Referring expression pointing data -
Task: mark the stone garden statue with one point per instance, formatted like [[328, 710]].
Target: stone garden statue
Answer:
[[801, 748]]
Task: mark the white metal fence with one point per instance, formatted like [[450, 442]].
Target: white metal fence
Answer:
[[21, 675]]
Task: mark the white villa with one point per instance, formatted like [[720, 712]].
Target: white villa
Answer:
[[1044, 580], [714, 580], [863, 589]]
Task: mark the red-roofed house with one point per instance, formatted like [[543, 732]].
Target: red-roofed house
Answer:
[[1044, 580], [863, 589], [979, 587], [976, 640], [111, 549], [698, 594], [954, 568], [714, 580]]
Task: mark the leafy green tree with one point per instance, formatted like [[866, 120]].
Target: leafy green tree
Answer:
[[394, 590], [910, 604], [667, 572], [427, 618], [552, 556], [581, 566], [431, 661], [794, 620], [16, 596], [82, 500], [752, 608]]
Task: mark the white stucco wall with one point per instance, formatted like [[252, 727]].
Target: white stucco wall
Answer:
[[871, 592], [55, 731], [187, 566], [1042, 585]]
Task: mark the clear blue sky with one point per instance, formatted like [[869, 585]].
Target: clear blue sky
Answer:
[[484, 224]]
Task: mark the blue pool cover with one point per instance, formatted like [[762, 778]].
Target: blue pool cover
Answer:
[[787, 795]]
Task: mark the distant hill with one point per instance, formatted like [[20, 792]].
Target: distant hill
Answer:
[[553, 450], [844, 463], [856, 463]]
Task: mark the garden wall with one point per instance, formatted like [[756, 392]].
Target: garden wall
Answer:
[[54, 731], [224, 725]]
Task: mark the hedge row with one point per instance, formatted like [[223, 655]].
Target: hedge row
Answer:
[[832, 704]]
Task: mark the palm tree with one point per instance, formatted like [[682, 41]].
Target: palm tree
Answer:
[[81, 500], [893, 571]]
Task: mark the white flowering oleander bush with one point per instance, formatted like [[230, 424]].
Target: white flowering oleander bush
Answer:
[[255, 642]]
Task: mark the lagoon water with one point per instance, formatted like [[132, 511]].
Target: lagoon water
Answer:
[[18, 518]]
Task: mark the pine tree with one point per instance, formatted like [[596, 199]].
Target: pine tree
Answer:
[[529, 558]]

Exercise objective - Transcribe each entry exactly.

Expected output -
Task: mark the stone garden statue with one point per instance, formatted like [[328, 710]].
Target: stone garden statue
Answer:
[[801, 748]]
Task: mark the white metal fence with one point per instance, formatted like [[450, 442]].
Target: white metal fence
Answer:
[[21, 675]]
Task: mark the white villa with one point per instance, formatted like [[720, 712]].
Target: white villa
Answer:
[[1044, 580], [714, 580], [863, 589]]
Task: mark the red-roofed house with one point per instance, formatted like [[543, 732]].
Target: red-roofed house
Answer:
[[1044, 580], [863, 589], [979, 587], [976, 640], [111, 549], [698, 594], [954, 568], [714, 580]]
Task: mark the leafy green tree with one point per instance, formatted like [[866, 120]].
Target: leafy green tree
Answer:
[[394, 590], [910, 604], [667, 572], [427, 618], [552, 556], [581, 566], [431, 661], [794, 620], [16, 596], [82, 500], [752, 608]]
Task: mark the white stucco wall with one point per instance, formatted like [[252, 727]].
Target: white stucco wall
Answer:
[[871, 592], [55, 731], [187, 566], [1042, 585]]
Task: mark the clear blue sky with one point per instance, formatted like [[869, 585]].
Target: clear blue sky
Answer:
[[484, 224]]
Task: mark the blue pool cover with one point per instance, formatted like [[762, 778]].
Target: blue pool cover
Answer:
[[787, 795]]
Task: mark the distant hill with one point per instance, formatted like [[20, 792]].
Target: distant hill
Answer:
[[553, 450], [844, 463], [856, 463]]
Task: mark the garden wall with one point per instance, formatted like [[756, 392]].
Target: garden wall
Answer:
[[54, 731], [224, 725]]
Task: mark the hedge row with one point per instance, formatted like [[223, 655]].
Target: hedge row
Answer:
[[832, 704]]
Task: mark the palm tree with one point per instance, formatted like [[682, 41]].
Target: palm tree
Answer:
[[81, 500], [893, 571]]
Task: mark the white flowering oleander bush with one point per instance, formatted like [[230, 424]].
Target: white flowering oleander bush
Answer:
[[255, 642]]
Task: mark the lagoon water with one point per instance, formatted like [[132, 511]].
Target: lagoon water
Answer:
[[18, 518]]
Task: mark the pine tree with one point per instance, formatted like [[596, 199]].
Target: pine tree
Answer:
[[529, 558]]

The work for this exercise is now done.